Provided records Start Marker
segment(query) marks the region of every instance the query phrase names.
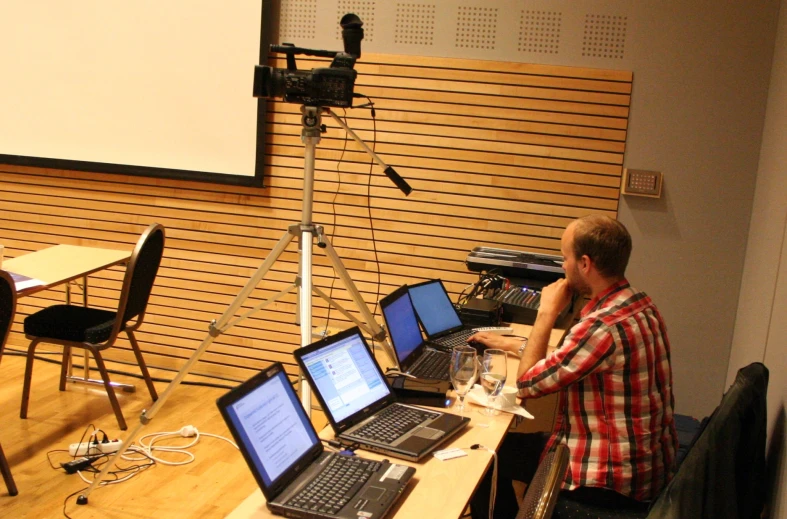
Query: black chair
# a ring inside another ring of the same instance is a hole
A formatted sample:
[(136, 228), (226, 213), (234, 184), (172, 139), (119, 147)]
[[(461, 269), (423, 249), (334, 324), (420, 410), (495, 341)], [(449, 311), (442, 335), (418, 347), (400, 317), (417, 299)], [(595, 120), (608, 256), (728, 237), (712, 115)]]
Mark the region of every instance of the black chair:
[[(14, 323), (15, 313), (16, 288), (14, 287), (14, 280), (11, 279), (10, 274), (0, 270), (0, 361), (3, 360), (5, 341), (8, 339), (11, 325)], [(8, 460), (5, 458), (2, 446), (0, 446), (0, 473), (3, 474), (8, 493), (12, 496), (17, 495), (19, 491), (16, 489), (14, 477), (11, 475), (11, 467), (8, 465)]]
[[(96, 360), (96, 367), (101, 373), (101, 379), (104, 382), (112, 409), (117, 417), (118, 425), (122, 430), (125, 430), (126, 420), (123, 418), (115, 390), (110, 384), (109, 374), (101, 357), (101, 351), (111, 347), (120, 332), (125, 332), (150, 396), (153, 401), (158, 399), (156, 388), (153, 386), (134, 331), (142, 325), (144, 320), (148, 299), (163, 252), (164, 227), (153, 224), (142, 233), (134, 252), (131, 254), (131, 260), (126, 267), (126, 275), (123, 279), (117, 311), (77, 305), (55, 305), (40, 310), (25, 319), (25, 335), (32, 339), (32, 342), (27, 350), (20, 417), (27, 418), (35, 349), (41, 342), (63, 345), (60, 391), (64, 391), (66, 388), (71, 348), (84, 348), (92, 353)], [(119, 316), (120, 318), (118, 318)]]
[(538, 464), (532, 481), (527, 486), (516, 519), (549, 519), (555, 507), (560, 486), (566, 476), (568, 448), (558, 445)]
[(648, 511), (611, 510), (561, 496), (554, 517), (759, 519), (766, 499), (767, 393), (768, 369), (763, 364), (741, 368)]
Provided records End Marker
Provided records Start Marker
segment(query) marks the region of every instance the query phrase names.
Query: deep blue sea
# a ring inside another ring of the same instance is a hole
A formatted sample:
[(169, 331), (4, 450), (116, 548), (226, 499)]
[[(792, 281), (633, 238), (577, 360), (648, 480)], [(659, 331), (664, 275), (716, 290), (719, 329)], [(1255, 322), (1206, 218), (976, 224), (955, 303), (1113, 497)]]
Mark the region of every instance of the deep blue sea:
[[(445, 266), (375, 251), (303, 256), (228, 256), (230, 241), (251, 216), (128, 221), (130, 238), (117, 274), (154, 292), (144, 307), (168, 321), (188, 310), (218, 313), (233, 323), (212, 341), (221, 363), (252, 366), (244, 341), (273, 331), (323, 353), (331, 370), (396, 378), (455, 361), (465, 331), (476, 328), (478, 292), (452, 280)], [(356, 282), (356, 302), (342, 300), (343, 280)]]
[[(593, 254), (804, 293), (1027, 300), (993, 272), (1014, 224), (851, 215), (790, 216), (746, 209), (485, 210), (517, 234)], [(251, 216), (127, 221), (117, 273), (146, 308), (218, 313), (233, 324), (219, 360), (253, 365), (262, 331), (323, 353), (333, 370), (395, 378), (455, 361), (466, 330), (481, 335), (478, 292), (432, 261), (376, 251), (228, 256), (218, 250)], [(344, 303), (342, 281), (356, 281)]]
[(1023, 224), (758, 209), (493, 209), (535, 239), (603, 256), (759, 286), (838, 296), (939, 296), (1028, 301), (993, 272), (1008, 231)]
Provided records End Marker
Provided records Start Marker
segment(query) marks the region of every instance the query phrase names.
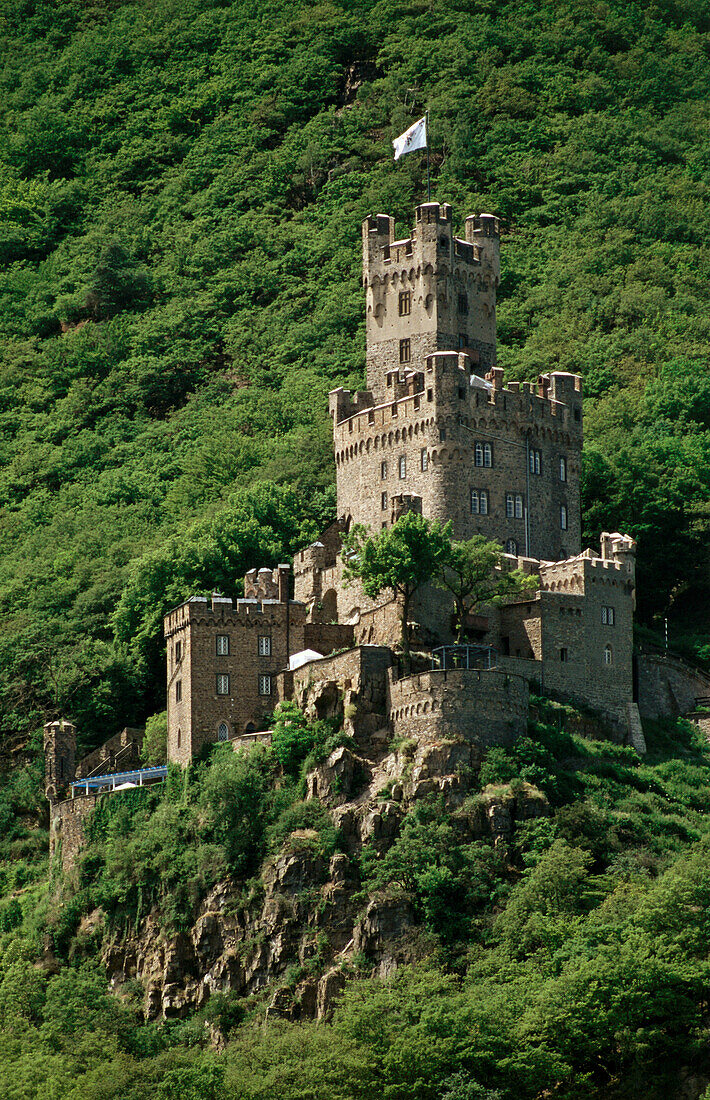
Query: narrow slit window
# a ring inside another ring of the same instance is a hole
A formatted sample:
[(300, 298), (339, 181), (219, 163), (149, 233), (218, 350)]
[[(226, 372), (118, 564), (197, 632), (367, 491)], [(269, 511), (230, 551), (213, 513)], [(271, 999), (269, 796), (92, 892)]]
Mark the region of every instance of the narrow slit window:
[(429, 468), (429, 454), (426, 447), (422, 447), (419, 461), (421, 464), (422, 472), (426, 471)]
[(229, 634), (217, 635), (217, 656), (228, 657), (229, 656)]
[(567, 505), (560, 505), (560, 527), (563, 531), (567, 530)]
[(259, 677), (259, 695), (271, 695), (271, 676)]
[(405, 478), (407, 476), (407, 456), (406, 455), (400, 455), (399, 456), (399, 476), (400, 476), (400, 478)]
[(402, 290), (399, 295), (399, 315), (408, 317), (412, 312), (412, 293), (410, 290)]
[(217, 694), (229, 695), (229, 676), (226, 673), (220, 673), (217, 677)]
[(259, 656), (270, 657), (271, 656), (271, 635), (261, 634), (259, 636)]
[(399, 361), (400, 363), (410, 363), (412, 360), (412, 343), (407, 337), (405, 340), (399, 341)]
Provided records End Marker
• _Problem_
Using the records above, set down exactly the lines from the one with "Query: deep blue sea" through the one with "[(169, 331), (4, 450), (116, 548), (226, 499)]", inclusive, and nothing more.

• _Reply to the task_
Query: deep blue sea
# a ring inside another ring of the same instance is a hole
A formatted sample:
[(169, 331), (4, 450), (116, 548), (226, 499)]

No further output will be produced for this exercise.